PAGE:
####################

Un conseil militaire a été institué "composé d'officiers venant de l'armée, de la gendarmerie, de la police nationale" pour "assurer le travail de la présidence". La Haute cour constitutionnelle, ayant constaté la "vacance" du poste de président, a "invité" dans un communiqué "l'autorité militaire compétente incarnée par le colonel Randrianirina Michaël, à exercer les fonctions de chef de l'État".
La nomination d'un "Premier ministre de consensus" et d'un gouvernement civil de transition doit suivre. Le colonel Randrianirina a promis des élections dans 18 à 24 mois.
Scènes de fête et concerts ont suivi cette annonce sur la place du 13-mai. Drapeaux malgache et chants de célébration ont envahi ce lieu symbolique, baptisé en hommage aux personnes tuées lors d'un soulèvement populaire en 1972 qui a conduit au départ du premier président. "Je suis vraiment très heureuse, en tant que jeune, ici, à Madagascar, on est libre maintenant. On a obtenu la victoire", s'est réjouit Jouannah Rasoarimanana, 24 ans.
Ce mercredi matin, la capitale Antananarivo était calme, mais une certaine incertitude régnait quant à la suite des événements. Les Nations unies ont dit qu'elles attendaient que "la poussière retombe", tout en se déclarant "préoccupées par tout changement de pouvoir inconstitutionnel".
Le quai d'Orsay de son côté a appelé dans un communiqué les autorités militaires à "scrupuleusement préserver la démocratie, les libertés fondamentales et l'État de droit", tout en estimant que "les aspirations profondes du peuple malgache (...) à une vie meilleure, plus juste et plus digne, doivent être pleinement entendues et prises en compte".
• Comment le président Andry Rajoelina a été destitué?
Réélu président en 2023 lors d'une élection boycottée par les oppositions, Andry Rajoelina, 51 ans, a été destitué ce mardi 14 octobre par l'Assemblée nationale de Madagascar pour "vacances du pouvoir". L'institution a voté sa destitution avec 130 des 163 députés, soit plus de la majorité des deux tiers requise. Ce vote a été avalisé par la Haute cour constitutionnelle, malgré sa dissolution annoncée par le colonel de la Capsat.

####################

CONSIGNE A:
Répondez aux questions suivantes sur le texte.
(i) Dans quel délai le colonel Randrianirina a-t-il promis des élections ?
(ii) En quelle année a eu lieu le soulèvement populaire auquel la place du 13-mai rend hommage ?
(iii) Combien de députés ont voté la destitution d'Andry Rajoelina ?

Enregistrements du jeu de données de pointage:

####################

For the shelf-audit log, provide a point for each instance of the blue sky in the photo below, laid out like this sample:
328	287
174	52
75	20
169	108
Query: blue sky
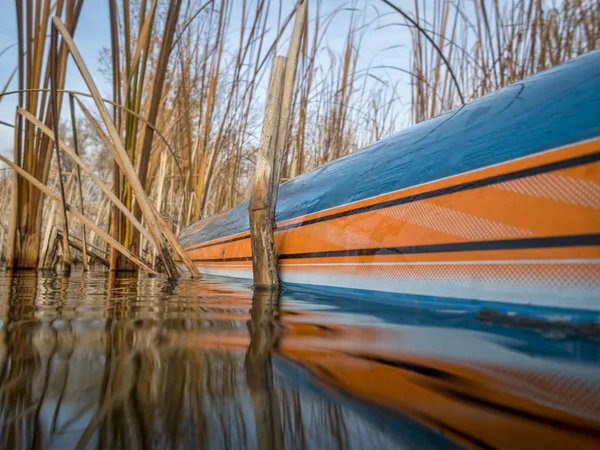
93	34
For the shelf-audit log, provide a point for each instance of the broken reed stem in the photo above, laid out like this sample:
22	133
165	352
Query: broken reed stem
55	123
287	101
44	189
162	224
264	259
91	253
76	148
120	154
103	187
11	249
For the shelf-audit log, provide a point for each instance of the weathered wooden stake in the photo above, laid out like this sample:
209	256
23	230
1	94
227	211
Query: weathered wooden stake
264	259
42	187
288	96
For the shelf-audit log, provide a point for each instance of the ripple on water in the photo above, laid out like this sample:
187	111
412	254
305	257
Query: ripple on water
125	362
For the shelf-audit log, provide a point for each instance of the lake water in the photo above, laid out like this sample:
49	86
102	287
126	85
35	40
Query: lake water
97	361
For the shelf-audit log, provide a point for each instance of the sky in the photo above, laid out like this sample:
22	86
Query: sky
388	45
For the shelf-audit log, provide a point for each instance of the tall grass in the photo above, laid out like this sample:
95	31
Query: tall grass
491	44
188	80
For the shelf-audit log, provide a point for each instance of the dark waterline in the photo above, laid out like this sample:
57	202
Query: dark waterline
93	360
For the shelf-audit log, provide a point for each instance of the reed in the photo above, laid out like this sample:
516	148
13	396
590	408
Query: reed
188	80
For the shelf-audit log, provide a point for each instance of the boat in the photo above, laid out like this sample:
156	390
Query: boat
493	205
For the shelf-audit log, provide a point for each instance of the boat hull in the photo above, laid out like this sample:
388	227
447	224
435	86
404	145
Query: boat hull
517	224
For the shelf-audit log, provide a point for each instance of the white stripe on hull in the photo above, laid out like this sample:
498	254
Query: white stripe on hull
559	292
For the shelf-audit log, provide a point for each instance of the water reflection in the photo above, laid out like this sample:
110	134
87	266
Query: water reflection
103	361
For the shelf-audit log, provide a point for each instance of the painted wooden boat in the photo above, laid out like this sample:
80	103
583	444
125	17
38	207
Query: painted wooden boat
494	204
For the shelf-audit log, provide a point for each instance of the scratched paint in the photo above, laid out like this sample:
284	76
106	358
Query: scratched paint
497	201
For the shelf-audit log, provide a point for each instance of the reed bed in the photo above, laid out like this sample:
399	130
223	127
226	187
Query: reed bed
188	84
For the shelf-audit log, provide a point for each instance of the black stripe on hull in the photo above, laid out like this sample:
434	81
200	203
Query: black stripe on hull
538	170
582	240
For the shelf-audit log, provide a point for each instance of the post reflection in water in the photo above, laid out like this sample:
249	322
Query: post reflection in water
95	360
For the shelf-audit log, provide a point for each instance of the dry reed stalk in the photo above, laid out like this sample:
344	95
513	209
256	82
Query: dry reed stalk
120	155
80	163
55	117
76	148
286	103
36	183
164	228
154	102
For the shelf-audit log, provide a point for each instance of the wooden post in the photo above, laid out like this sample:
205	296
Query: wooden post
264	259
286	102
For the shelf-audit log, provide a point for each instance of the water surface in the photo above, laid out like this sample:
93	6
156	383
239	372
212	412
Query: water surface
93	360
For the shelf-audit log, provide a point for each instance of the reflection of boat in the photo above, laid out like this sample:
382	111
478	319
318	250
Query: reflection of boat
497	399
495	203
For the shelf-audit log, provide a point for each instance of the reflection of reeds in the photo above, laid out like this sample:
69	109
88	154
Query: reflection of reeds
92	362
188	101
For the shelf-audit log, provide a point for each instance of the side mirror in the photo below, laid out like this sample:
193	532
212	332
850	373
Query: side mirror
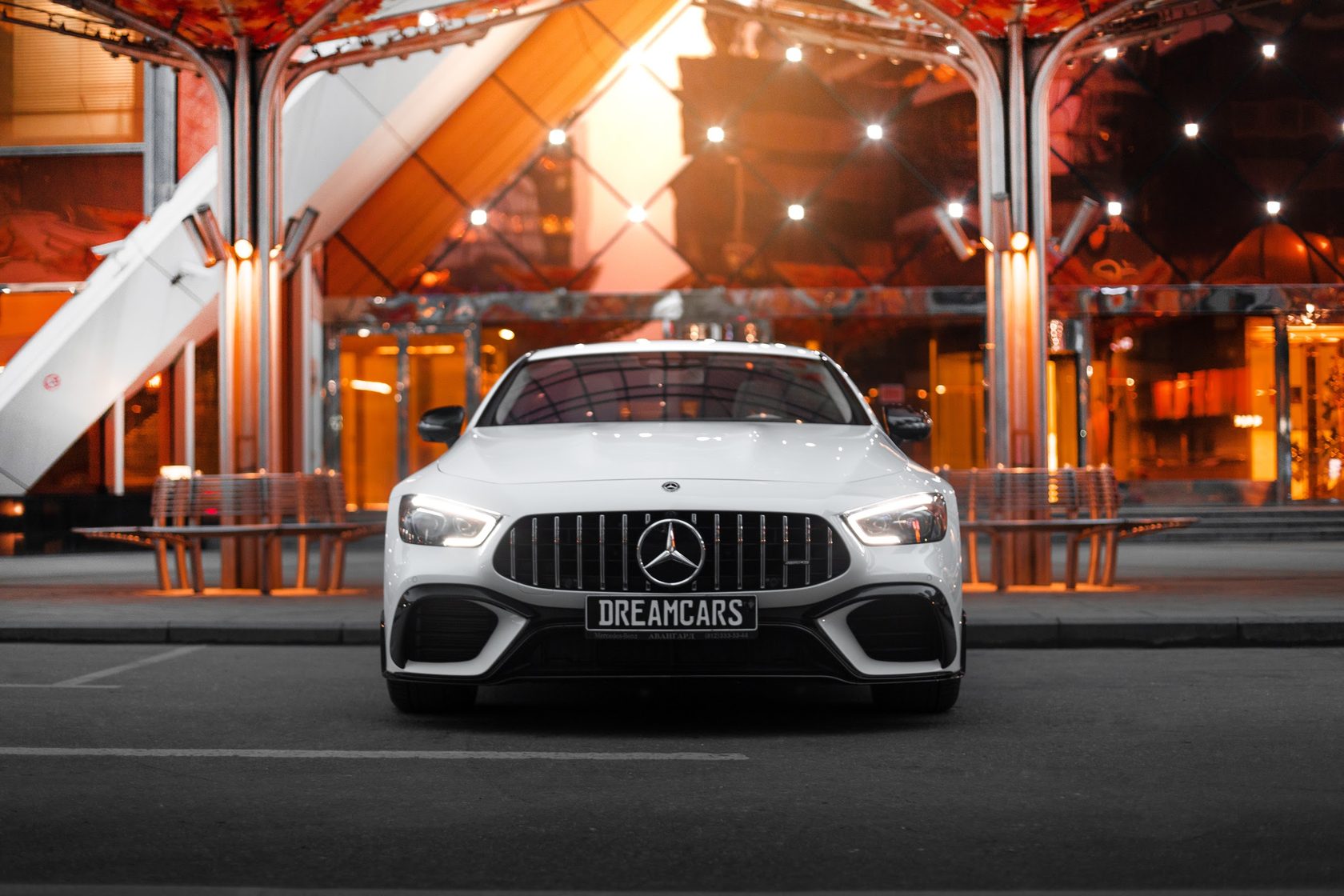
441	423
906	423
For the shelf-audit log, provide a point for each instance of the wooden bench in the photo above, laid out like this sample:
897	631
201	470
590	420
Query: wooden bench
1082	502
262	506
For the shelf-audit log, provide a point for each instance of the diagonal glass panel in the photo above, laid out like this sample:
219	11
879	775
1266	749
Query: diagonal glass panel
723	214
638	261
632	136
794	134
1195	210
1273	130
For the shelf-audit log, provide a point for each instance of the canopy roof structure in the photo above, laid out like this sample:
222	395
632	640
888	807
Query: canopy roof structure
338	33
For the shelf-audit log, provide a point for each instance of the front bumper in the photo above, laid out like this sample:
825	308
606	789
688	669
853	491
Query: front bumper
878	633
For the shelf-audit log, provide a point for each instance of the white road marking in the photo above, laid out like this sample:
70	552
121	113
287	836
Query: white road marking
69	686
132	753
126	890
128	666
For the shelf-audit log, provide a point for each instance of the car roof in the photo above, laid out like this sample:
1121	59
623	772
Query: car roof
701	347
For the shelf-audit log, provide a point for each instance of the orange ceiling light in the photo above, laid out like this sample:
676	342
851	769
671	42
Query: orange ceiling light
991	18
215	25
484	142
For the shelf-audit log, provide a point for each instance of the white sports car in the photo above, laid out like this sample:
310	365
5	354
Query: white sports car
672	510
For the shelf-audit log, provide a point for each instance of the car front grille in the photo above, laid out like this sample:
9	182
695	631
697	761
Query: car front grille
743	551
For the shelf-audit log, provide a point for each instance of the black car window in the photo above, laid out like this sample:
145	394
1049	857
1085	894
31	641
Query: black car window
674	386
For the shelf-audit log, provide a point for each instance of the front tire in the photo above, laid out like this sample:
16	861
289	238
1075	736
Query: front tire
422	698
918	696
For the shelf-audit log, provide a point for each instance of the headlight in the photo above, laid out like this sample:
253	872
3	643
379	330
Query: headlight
424	518
915	518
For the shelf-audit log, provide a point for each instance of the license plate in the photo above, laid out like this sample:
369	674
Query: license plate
670	617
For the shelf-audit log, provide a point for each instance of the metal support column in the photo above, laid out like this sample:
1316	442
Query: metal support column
1082	360
332	419
1282	413
310	389
185	393
118	446
403	406
160	160
472	346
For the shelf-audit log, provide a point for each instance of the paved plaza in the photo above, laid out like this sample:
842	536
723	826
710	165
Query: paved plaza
1167	594
286	767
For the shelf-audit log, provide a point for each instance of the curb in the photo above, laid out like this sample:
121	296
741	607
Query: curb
334	633
1183	633
1045	634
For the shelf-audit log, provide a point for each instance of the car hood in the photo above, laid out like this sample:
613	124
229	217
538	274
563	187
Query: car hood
676	450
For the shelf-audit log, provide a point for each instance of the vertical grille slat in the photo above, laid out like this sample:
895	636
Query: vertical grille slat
806	550
566	565
715	551
739	552
762	551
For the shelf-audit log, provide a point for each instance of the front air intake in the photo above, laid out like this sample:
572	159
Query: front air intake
448	629
899	629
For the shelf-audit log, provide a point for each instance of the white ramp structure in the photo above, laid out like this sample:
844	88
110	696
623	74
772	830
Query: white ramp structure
343	134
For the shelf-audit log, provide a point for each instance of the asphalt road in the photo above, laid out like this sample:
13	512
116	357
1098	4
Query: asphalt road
1081	770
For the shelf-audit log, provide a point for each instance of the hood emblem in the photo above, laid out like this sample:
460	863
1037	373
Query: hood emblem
671	552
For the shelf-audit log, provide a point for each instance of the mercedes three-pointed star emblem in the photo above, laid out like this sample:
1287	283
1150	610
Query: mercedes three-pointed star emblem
664	559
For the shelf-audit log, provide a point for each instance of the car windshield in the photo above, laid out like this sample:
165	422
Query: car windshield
674	386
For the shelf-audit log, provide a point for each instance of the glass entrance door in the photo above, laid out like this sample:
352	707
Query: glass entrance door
386	383
1316	394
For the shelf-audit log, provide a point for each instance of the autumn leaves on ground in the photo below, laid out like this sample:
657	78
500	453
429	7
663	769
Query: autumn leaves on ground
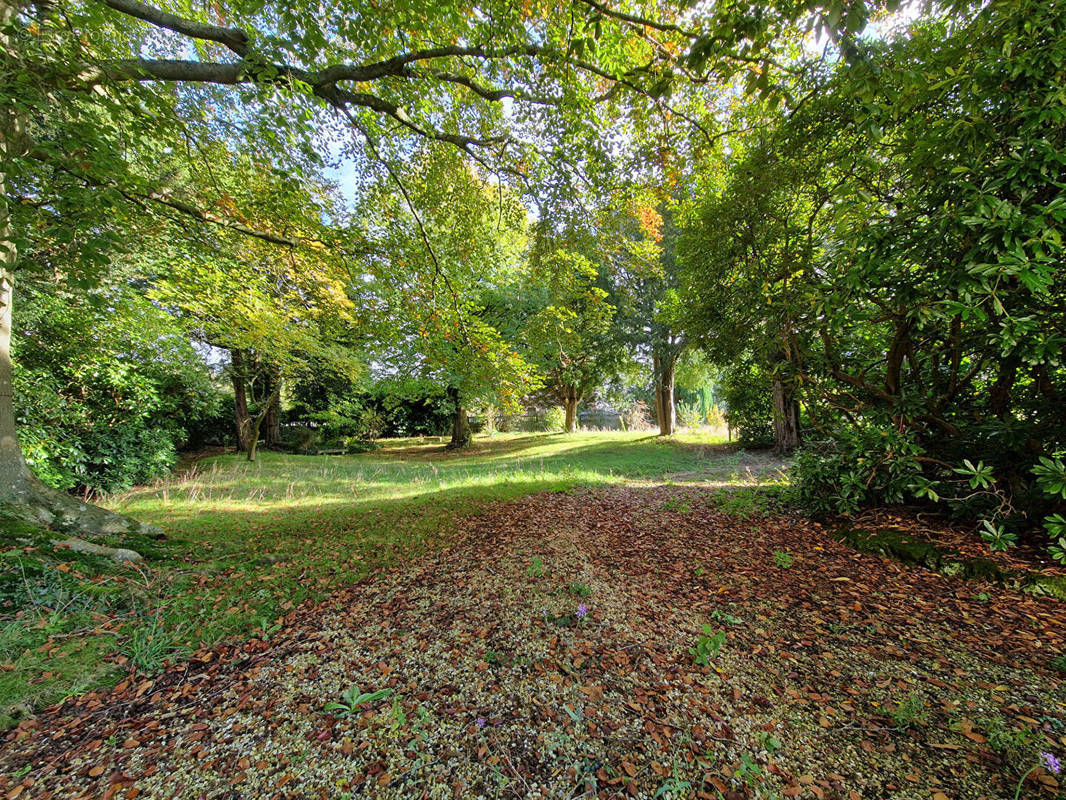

####################

CONSIGNE B: Relevez, s'il vous plaît, chaque ligne des enregistrements ci-dessus qui contient le mot "ramp".

SOLUTION A:
(i) Dans 18 à 24 mois.
(ii) En 1972.
(iii) 130 des 163 députés.

SOLUTION B:
For the shelf-audit log, provide a point for each instance of the white ramp structure in the photo above, laid out like this sample:
Query: white ramp structure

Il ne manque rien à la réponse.